Copy each line below without leaving any out.

___ Material for this exercise

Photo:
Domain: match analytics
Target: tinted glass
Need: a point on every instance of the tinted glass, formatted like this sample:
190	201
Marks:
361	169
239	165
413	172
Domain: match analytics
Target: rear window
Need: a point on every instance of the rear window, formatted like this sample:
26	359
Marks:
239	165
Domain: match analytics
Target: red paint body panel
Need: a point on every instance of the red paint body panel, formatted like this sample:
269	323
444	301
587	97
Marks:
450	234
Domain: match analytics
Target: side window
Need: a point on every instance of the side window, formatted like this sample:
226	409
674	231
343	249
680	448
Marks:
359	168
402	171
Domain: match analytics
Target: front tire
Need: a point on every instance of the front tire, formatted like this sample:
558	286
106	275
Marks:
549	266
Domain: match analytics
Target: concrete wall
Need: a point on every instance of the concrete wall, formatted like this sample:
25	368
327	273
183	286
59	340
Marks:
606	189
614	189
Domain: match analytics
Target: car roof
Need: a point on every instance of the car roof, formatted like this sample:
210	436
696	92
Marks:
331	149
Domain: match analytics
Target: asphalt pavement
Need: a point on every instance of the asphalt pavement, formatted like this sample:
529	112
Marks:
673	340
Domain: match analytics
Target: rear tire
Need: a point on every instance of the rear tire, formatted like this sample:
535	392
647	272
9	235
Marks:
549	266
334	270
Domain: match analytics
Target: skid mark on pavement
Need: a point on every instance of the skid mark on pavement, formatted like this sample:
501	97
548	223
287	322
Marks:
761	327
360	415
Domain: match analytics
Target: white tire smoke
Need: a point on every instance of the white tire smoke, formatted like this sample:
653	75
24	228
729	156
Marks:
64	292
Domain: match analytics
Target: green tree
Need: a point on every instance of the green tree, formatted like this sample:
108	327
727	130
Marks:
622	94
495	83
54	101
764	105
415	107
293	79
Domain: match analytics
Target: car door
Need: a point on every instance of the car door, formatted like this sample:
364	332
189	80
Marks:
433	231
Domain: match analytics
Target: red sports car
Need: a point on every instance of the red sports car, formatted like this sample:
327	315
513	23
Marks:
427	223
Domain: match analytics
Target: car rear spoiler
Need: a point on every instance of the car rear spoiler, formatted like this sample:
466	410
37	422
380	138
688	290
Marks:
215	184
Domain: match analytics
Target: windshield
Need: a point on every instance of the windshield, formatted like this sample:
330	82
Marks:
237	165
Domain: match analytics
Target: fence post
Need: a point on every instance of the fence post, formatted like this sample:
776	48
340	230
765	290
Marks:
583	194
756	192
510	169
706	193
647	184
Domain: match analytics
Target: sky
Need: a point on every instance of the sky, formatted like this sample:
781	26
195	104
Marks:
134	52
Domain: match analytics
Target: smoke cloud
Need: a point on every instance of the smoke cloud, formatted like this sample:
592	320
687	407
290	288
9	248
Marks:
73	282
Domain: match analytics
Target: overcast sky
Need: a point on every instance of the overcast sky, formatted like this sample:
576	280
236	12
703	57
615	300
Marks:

______

## [Finished task]
Photo:
Domain: match analytics
Target: tinted glass
Need: a point on every instance of the tinted glass, formatted like this sample:
190	201
Marks:
361	169
239	165
413	172
Domain: match analytics
Target: rear window
Need: a point on every instance of the rear window, formatted like this sample:
26	359
Marks:
239	165
Domain: match analytics
Target: red paint body panel
Need: a point on every instance of the red paint body panel, formatted like this sample:
269	323
444	301
587	97
Marks:
450	234
Domain: match analytics
Target: side window
Need: a point on every instance of the side window, formatted like this sample:
226	409
674	231
343	249
680	448
Marks:
359	168
402	171
Domain: match analytics
Target: front tire
Need: a point on every instance of the front tire, formatted like this sample:
558	286
106	275
Marks:
549	266
Domain: match analytics
Target: concrete wall
Need: a point on every instance of the concrete wall, formatted like this sample:
25	368
327	273
183	286
59	340
Marks:
606	189
614	189
Domain: match analytics
Target: car roof
Need: a point on every instance of the car roof, formatted like this sample:
210	436
696	92
Marks:
331	149
Domain: match analytics
Target: asphalt pavement
Need: a point on every instance of the asphalt pavement, formatted like this sample:
529	112
Marks:
673	340
Domain: match analytics
Target: rear tire
Need: a point on every instance of the rear tire, formatted like this sample:
535	392
647	272
9	235
Marks:
549	266
334	270
Domain: match analytics
Target: skid mark on pavement
Need: a point on every instance of the skid mark on pavement, formatted like this sample:
501	97
548	223
287	322
Marks:
761	327
360	415
Domain: match analytics
Target: white tire smoke
Need: a point on every instance of the white tire smoke, formatted like this sample:
653	75
24	228
729	156
Marks:
64	292
Domain: match analytics
Target: green tree
Need: a point on every instance of the green tree, formatted like this sample:
108	327
727	130
Marks:
622	94
495	83
54	101
764	105
415	107
293	79
Domain: match analytics
Target: car door
Need: a point on every instance of the car door, formatted like this sample:
364	332
189	80
Marks:
433	231
Domain: match analytics
Target: red sports car
Need: a point on every instance of the red sports car, formatted like this sample:
327	315
513	23
Marks:
427	223
Domain: match analytics
Target: car rear spoiler
Need: a point on every instance of the car rear spoiler, formatted like this sample:
466	410
37	422
380	138
688	290
Marks:
215	184
Domain: match analytics
Target: windshield
Need: a point on every instance of the windshield, formatted like this sample:
330	82
Marks:
237	165
Domain: match analytics
Target: fence post
Need: a point on every instance of the fence post, formatted like this sample:
776	48
340	230
765	290
Marks:
583	194
756	192
510	169
706	193
647	184
Domain: match analytics
Target: sky
Need: a point on every instance of the sky, formatted like this sample:
781	26
195	104
Marks:
134	52
Domain: match analytics
Target: smoke cloud
Need: a point on every instance of the smoke cloud, formatted like this sample:
592	320
687	407
290	288
9	248
Marks:
73	282
Domain: match analytics
Target: overcast sky
Need: a point on every instance of the overcast sky, formatted like this sample:
576	280
236	12
703	57
615	300
Marks:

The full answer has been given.